WHAT THIS TASK INVOLVES
From the first line to the last, return the data exactly as it stands.

━━ EXTRACTED DATA ━━

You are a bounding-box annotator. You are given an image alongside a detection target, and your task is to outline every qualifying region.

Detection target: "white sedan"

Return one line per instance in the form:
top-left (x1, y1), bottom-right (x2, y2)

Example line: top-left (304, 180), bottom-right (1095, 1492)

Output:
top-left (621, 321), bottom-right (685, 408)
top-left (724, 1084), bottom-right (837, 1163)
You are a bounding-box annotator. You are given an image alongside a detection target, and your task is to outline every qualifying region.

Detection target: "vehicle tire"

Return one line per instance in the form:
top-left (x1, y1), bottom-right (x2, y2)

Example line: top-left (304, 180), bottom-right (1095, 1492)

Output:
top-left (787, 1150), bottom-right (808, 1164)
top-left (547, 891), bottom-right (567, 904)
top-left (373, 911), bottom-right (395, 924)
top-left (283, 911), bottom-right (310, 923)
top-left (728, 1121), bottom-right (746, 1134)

━━━

EXERCISE ANSWER
You are a bounding-box annotator. You are given an image alongside a detection target, and your task is to outline every qualifying region.

Detection target: "white sedan"

Return one line per instance in the form:
top-left (x1, y1), bottom-right (x2, y2)

Example line: top-left (304, 180), bottom-right (1095, 1492)

Output:
top-left (621, 321), bottom-right (685, 408)
top-left (724, 1084), bottom-right (837, 1163)
You are a bounding-box annotator. You are given an image alongside a detection target, and your task is to outline every qualifying region.

Detection target: "vehicle tire"

Return one line per instance in the form:
top-left (x1, y1), bottom-right (x2, y2)

Example line: top-left (304, 180), bottom-right (1095, 1492)

Output:
top-left (787, 1150), bottom-right (808, 1164)
top-left (547, 891), bottom-right (567, 904)
top-left (373, 911), bottom-right (395, 924)
top-left (283, 911), bottom-right (310, 923)
top-left (728, 1121), bottom-right (746, 1134)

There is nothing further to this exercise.